Beale does recognise that conflicts may occur - “identify wider goals being pursued by other stakeholders, including where they conflict with individual goals” - and that an attempt should be made to resolve them, but - personally - I think an emphasis on using ’slanty’ techniques to assist the user (and assist the ‘other party’, whether directly or simply through improving customer satisfaction/recommendation) would be a better direction for ’slanty design’ to orient itself.

Slanty carousel - image by Russell Beale
“Slanty-designed baggage carousel. Sloping floor keeps the area clear”. From ‘Slanty Design’ article by Russell Beale.

Indeed, it is this aim of helping individual users while also helping the supersystem (and actually using a slant, in fact) which informs a great suggestion on which Beale elaborates, airport baggage carousels with a slanted floor (above):

The scrum of trolleys around a typical [carousel] makes it practically impossible to grab a bag when it finally emerges. A number of approaches have been tried. Big signs… a boundary line… a wide strip of brightly coloured floor tiles…

My slanty design would put a ramp of about 30 degrees extending two meters or so up toward the belt… It would be uncomfortable to stand on, and trolleys would not stay there easily, tending to roll off backward or at least be awkward to handle. I might also add a small dip that would catch the front wheels, making it even more difficult to get the trolley or any other wheeled baggage on it in the first place, but not enough to trip up a person.

If I was being really slanty, I’d also incorporate 2 cm-high bristles in the surface, making it a real pain for the trolleys on it and not too comfy for the passengers to stay there either. Much easier for people to remain (with their trolleys) on the flat floor than negotiate my awkward hill. We’d retain the space we need, yet we could manage the short dash forward, up the hill, to grab our bags, then return to our trolleys, clearing the way for the next baggage-hungry passenger.

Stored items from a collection
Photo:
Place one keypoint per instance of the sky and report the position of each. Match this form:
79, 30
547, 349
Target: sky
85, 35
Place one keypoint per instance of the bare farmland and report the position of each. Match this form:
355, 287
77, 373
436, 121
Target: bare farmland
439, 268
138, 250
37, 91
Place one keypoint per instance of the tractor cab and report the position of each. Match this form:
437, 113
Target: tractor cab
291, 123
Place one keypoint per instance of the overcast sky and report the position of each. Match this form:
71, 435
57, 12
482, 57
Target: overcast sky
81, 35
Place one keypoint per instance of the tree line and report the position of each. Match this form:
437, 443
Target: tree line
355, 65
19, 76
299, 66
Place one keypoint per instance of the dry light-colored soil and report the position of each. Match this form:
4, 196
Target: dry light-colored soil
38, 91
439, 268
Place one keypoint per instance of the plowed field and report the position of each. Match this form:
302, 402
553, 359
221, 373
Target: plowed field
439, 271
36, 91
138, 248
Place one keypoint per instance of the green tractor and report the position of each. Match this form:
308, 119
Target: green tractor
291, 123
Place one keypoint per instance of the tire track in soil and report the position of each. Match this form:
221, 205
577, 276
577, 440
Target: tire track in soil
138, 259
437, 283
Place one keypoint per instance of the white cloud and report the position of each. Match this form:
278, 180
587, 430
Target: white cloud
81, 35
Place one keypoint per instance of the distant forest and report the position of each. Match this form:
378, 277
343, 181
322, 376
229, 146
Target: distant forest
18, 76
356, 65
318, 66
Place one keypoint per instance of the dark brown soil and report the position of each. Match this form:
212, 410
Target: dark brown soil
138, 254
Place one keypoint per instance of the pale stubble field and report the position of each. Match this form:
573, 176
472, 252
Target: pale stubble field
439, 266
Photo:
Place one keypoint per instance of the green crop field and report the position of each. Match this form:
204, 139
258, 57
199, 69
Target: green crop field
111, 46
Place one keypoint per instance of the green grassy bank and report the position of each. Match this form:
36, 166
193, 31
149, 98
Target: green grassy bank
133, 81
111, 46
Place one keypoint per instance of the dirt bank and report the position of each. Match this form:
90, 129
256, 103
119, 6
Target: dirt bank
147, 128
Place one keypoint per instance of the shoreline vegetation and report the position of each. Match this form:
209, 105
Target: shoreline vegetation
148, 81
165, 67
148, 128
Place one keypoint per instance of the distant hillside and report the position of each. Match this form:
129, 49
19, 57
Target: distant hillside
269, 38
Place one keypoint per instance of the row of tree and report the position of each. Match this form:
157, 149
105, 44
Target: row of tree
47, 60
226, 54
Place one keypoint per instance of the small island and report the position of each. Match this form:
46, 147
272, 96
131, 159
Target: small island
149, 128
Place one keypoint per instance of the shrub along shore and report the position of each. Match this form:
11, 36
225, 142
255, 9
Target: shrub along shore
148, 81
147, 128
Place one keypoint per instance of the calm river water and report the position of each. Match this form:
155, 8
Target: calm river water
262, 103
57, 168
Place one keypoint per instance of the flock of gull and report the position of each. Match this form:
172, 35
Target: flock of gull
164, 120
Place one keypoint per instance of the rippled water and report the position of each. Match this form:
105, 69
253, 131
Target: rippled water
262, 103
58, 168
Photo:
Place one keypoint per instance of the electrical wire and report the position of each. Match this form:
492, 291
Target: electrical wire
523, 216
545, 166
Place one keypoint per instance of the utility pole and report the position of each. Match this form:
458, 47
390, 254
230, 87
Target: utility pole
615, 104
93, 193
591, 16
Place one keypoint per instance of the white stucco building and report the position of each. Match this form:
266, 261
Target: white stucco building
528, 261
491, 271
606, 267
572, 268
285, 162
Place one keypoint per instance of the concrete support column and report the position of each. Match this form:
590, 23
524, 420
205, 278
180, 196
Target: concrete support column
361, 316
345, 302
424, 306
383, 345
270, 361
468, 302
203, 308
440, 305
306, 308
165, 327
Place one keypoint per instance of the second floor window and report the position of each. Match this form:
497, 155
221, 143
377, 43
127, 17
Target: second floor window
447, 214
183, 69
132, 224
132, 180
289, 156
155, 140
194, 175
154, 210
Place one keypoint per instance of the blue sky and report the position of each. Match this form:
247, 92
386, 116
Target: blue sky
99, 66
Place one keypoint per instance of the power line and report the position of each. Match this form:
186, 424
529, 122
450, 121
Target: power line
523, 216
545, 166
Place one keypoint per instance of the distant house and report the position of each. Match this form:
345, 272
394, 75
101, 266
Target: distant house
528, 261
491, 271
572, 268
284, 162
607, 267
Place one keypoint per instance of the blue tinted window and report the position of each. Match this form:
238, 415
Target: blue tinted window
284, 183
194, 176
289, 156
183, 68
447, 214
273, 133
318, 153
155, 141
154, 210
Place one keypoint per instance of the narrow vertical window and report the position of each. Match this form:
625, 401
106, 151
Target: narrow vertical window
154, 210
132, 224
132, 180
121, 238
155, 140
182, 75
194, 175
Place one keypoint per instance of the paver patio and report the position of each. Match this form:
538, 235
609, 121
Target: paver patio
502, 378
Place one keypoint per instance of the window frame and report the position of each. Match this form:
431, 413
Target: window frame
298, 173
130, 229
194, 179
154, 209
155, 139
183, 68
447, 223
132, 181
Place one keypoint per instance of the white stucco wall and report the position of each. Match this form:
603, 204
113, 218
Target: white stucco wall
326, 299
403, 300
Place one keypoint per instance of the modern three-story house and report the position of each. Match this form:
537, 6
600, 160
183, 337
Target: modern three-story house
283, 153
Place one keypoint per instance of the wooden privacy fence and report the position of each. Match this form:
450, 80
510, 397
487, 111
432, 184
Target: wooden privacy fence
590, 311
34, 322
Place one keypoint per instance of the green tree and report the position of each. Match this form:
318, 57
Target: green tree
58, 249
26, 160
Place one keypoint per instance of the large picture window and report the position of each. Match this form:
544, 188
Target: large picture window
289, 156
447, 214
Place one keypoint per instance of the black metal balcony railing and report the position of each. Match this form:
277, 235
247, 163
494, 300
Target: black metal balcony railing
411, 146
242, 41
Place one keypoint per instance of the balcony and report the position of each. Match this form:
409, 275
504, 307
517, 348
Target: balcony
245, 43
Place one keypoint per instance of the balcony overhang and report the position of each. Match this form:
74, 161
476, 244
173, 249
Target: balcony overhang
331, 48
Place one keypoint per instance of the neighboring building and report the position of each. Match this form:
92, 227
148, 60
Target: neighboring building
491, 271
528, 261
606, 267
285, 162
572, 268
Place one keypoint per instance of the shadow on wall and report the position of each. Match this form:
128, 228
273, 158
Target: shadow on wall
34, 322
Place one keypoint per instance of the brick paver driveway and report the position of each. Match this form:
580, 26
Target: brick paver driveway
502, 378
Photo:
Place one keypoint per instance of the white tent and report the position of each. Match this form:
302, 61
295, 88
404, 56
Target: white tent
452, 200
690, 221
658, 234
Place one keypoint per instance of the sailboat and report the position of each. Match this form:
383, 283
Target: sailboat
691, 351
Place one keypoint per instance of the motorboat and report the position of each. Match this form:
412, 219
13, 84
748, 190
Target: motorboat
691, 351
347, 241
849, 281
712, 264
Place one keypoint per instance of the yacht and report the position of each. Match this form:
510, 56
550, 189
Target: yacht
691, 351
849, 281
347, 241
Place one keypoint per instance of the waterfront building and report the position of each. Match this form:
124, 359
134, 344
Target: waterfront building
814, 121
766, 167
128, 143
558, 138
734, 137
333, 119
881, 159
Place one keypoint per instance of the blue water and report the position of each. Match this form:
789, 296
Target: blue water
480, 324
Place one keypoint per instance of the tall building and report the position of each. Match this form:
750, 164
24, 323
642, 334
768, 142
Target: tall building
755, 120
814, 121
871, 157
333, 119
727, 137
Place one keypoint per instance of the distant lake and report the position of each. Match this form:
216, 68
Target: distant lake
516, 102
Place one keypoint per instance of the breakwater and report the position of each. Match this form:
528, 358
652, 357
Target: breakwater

→ Jobs
1. In the slanty design passage, roughly how steep would the ramp leading up toward the baggage belt be?
2. Carry the slanty design passage forward from the point where it stops.
These lines have no connection to the slanty design passage.

→ Exercise results
1. About 30 degrees.

2.
There are some very interesting ideas embodied in this example - I’m not sure that using bristles on such a slope would be especially easy for wheelchair users, but the overall idea of helping both the individual user, and the collective (and probably the airport authority too: reducing passenger frustration and necessity for supervision of the carousel), is very much something which this kind of design, carefully thought out, can bring about.

The future of academic exposure?

Too many papers
A lot of research is published each year.

Now that I’m a student again, I’ve got access (via Athens) to a vastly increased amount of academic journals, papers and so on. Far more than I could have done ‘legitimately’ without that Athens login, aside from travelling from library to library to library. And while it’s good for me to have that login, right at this moment, the necessity for such a login is hardly good for society as a whole. As an independent researcher, I simply could not keep on top of my subject properly.

I think it’s fairly clear that open access is the way to go, and certainly where research has enjoyed any degree of public funding there should be no case otherwise. But even where research is freely or easily available, its impact, as a result of limited exposure, is often also very limited or nonexistent, even within academia.

This is surely an omnipresent worry/headache/frustration for many researchers, and the issue was brought home to me the other day. I was reading a (fairly academic) book, published in the UK in 2005, written by a design professor at a university about 50 miles from here, and found a comment, within a discussion of a particular issue, along the lines of “no research has been done on the issue of to what extent A relates to B in the field of C, but it is safe to assume D” and yet, in front of me on the desk, was a PhD thesis completed in 2003, at my university, addressing not only the exact issue specified, but also showing D to be incorrect. Now, a paper was written based on this thesis, and published in an engineering journal, and also presented at a conference, but it clearly escaped the notice of the author of the book.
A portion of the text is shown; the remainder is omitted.